**Assigned task:** Retype the data that follows exactly. No pictures belong in the copy.

**Records:**
——

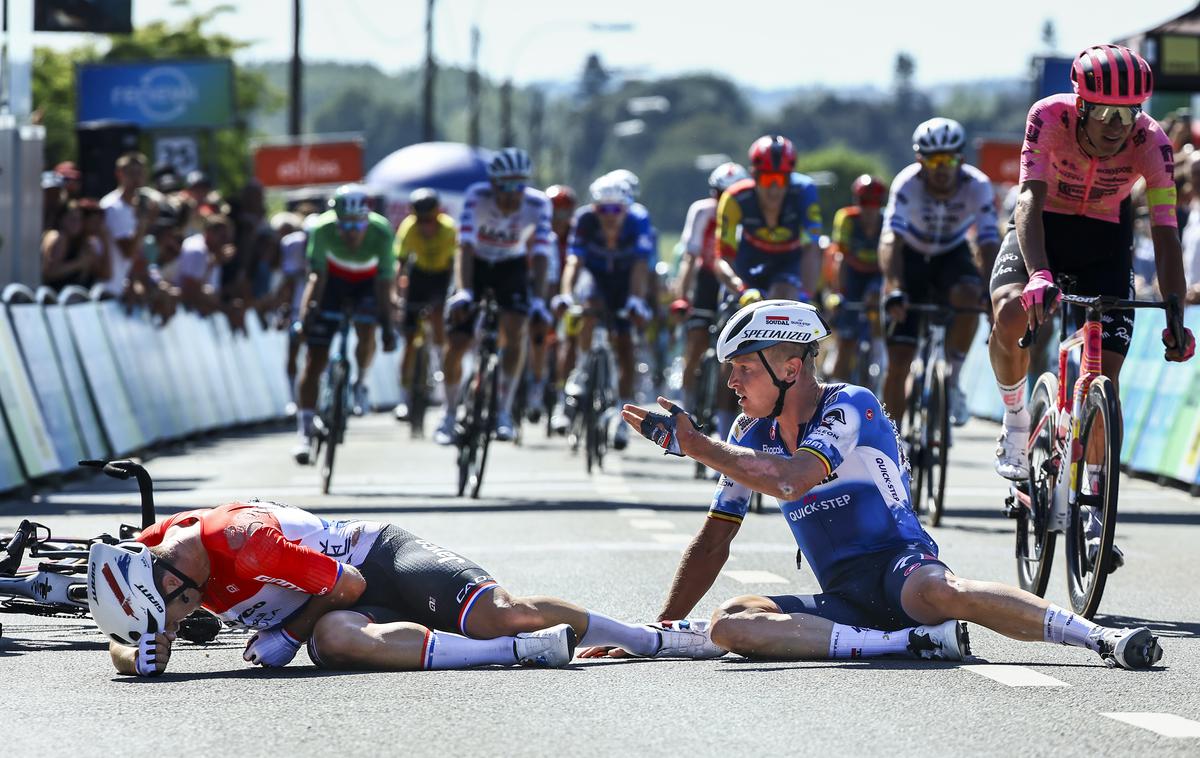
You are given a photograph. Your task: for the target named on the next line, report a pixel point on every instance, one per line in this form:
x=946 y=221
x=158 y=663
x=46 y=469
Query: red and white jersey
x=268 y=559
x=700 y=232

——

**Written answer:**
You are given a photograph. Your task: for the target named on the next line, report a pixel point on every instance, one per line in this form:
x=946 y=221
x=158 y=663
x=46 y=469
Query: red and white jersey
x=268 y=559
x=700 y=232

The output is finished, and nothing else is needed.